● **Given request**: Convert the material below into a two-column CSV with the columns instruction and coordinates. Give one row per request, with its text and its answer each in a single quoted field, line breaks replaced by spaces, and the picture left out.
BEGIN
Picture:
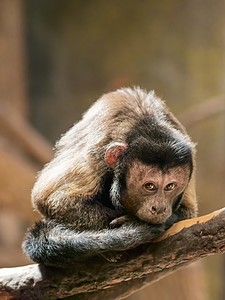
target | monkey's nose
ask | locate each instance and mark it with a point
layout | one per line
(156, 210)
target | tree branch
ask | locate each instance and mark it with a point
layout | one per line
(96, 278)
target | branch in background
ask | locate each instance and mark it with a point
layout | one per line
(21, 132)
(96, 278)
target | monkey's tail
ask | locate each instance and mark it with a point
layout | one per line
(53, 244)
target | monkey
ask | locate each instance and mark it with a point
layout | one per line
(120, 177)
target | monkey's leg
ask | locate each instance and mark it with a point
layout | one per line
(54, 244)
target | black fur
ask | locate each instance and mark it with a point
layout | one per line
(61, 246)
(153, 141)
END
● **Response**:
instruction,coordinates
"Picture: target | monkey's nose ask | locate each instance and mark it with a point layout | one per line","(156, 210)"
"target | tree branch ask | locate each instance and mark it with a point layout | one per line","(96, 278)"
"target | branch in background ask | locate each instance and mark it with a point layout | one per line","(21, 132) (96, 278)"
"target | monkey's tail ask | locate each instance and mark it with a point layout | one per line","(53, 244)"
"target | monkey ask | locate each instance and mark it with a point layout | one per line","(120, 177)"
"target | monkey's leg ask | locate each instance and mark it with a point layout | one per line","(54, 244)"
"target | black fur ask | locate each instance and mark it with a point layout | one per line","(61, 246) (153, 141)"